§ **Exercise input**:

::::::

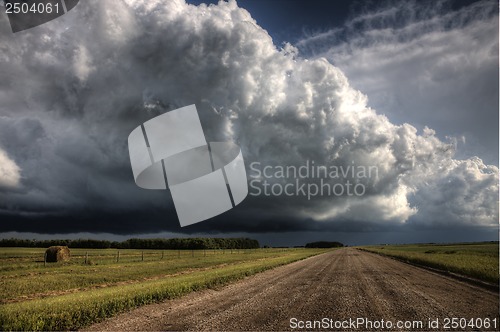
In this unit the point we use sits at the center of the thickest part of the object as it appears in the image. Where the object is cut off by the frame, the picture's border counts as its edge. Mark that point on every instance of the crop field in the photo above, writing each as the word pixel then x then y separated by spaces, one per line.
pixel 99 283
pixel 475 260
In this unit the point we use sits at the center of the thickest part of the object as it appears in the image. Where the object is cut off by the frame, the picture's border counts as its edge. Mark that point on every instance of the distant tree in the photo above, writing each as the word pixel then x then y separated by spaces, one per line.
pixel 324 244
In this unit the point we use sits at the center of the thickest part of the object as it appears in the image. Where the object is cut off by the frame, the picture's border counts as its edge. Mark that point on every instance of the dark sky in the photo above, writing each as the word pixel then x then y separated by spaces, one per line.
pixel 410 88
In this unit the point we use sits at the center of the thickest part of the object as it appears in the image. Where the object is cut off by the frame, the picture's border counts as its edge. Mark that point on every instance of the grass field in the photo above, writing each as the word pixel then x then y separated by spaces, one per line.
pixel 476 260
pixel 97 284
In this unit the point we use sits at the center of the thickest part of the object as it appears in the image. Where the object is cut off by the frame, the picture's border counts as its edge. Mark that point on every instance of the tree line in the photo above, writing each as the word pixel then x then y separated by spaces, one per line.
pixel 174 244
pixel 324 244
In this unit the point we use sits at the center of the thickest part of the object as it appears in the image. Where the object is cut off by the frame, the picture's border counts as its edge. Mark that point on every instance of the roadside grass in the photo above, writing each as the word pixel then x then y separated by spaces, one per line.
pixel 80 309
pixel 475 260
pixel 23 275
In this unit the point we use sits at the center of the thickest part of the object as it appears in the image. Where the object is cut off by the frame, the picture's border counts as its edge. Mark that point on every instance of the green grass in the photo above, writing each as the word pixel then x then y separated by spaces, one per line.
pixel 476 260
pixel 128 284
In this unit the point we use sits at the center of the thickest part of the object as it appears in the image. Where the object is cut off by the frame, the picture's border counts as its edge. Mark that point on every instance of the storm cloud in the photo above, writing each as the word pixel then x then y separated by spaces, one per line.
pixel 74 88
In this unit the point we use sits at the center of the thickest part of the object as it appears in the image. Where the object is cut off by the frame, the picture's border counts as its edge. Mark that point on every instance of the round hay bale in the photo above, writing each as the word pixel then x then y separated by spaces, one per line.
pixel 57 254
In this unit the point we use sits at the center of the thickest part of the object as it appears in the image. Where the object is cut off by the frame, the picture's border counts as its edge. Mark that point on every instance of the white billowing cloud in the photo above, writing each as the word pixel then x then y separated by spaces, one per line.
pixel 426 65
pixel 10 173
pixel 121 62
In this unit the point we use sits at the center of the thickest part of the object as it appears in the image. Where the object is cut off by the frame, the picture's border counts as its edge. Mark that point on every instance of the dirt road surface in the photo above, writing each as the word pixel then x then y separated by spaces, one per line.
pixel 340 285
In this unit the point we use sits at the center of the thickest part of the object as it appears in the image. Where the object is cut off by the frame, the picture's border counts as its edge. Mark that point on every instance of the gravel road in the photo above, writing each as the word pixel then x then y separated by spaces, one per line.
pixel 340 285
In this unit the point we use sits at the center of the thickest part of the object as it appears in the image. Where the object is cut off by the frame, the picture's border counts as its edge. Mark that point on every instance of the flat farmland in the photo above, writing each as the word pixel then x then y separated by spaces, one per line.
pixel 96 284
pixel 474 260
pixel 340 285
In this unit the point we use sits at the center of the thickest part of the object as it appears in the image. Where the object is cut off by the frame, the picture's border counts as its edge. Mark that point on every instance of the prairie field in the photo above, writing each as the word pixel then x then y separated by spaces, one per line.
pixel 99 283
pixel 475 260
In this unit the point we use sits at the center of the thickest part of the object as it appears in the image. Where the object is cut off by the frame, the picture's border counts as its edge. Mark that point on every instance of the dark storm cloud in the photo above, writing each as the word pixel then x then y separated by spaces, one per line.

::::::

§ **Exercise aim**: Swap "thickest part" for "widest part" everywhere it appears in the rows above, and write all the lines out again with nothing else changed. Leave the pictures out.

§ **Result below**:
In this unit the point we use sits at the center of the widest part of the object as it appears in the image. Where the object is cut off by the frame, the picture's border counts as its edge. Mark that point on every instance of the crop field in the photo above, writing each as the word pixel then x then y separated by spaces, one per line.
pixel 99 283
pixel 475 260
In this unit the point we use sits at the center of the widest part of the object as it appears in the image. Where the object is cut off by the frame, the picture's border counts as its edge. Mark that point on every instance of the distant tree in the photo above, writing each as the word pixel then x then y separated by spaces, one per line.
pixel 324 244
In this unit the point we use sits at the center of the widest part of the object as it appears in the image. Where the object is cut off by the frame, the picture's border counts as its edge. Mark that point on every instance of the dark sky in the photo above, writing each as the word pixel then x then y separated by spaces, one per line.
pixel 410 88
In this unit the point we use sits at the center of the widest part of the object as it appears in the image. Where the object is cut off by the frame, the picture's border counts as its edge. Mark that point on every instance of the grass field in the photo above, writing each as the word pixel then x then y separated by spaces, one per line.
pixel 476 260
pixel 97 284
In this unit the point we use sits at the center of the widest part of the object as it appears in the image. Where the object is cut off by the frame, the picture's border counts as its edge. Mark that point on every instance of the tree line in the photo above, writing each as the word pixel then x then y separated by spaces, one per line.
pixel 174 244
pixel 324 244
In this unit the point we use sits at the center of the widest part of the object as it appears in the image. Where the object is cut off by the frame, the picture's border counts as its edge. Mark that point on every instance of the roadside grass in the photo above, writing each as the word pixel then x then y separated by spaces, one per line.
pixel 80 309
pixel 475 260
pixel 23 275
In this unit the point we use sits at the center of the widest part of the object as it appears in the image. Where the object is cut off by the frame, the picture's border counts as its edge. Mark that point on every instance of the green grass in the photo above, writing each as the word pixel then x then y separated by spaces, one per line.
pixel 476 260
pixel 128 284
In this unit the point we use sits at the center of the widest part of the object as it appears in the image. Where the object is cut off by the frame, the picture's border counts as its edge. Mark that point on every instance of the storm cloud in the photo above, writing each as the word pixel then x then y separated by spaces, one per line.
pixel 74 88
In this unit the point we use sits at the center of the widest part of the object as it appears in the image. Where the object is cut off by the frame, the picture's border counts as its edge. Mark that point on every instance of the round hay bale in the photo above, writing each as the word pixel then x then y separated by spaces, one per line.
pixel 57 254
In this unit the point we use sits at the center of the widest part of the object as it appears in the image. Where the object is cut off by the frame, the picture's border counts as its edge. Mark that point on every instance of the white billowing cloud in the photo above, writing each as the word pixel then x then y separated by spaces, one per line.
pixel 426 65
pixel 10 173
pixel 121 62
In this unit the point we use sits at the center of the widest part of the object as it appears in the image. Where the object is cut off by the frame, the picture's border counts as its edge. Mark that point on every instance of the dirt road surface in the photo above, writing each as the word pixel then x then y separated by spaces, one per line.
pixel 340 285
In this unit the point we use sits at the center of the widest part of the object as it appears in the image. Where the object is cut off by the frame, the picture's border counts as its edge. Mark that point on every instance of the gravel road in the photo above, writing each as the word pixel then x then y separated by spaces, one per line.
pixel 340 285
In this unit the point we use sits at the center of the widest part of the object as it appears in the image. Where the object is cut off by the frame, the picture's border counts as its edge. Mark that point on every instance of the flat farmland in the photo above, writing each as the word pixel then x then y separated by spaces, one per line.
pixel 96 284
pixel 474 260
pixel 340 285
In this unit the point we use sits at the center of the widest part of the object as it appears in the image. Where the object is cut off by the frame, the picture's border counts as its edge. Mark that point on every instance of the prairie field in the photo above, writing each as the word pixel then x then y separated by spaces, one per line.
pixel 99 283
pixel 475 260
In this unit the point we use sits at the center of the widest part of the object as it appears in the image. Where the object is cut off by the frame, the picture's border counts as its edge. Mark that point on every instance of the dark storm cloud in the photo above, writing each as the word pixel then x then y separated by spaces, one per line.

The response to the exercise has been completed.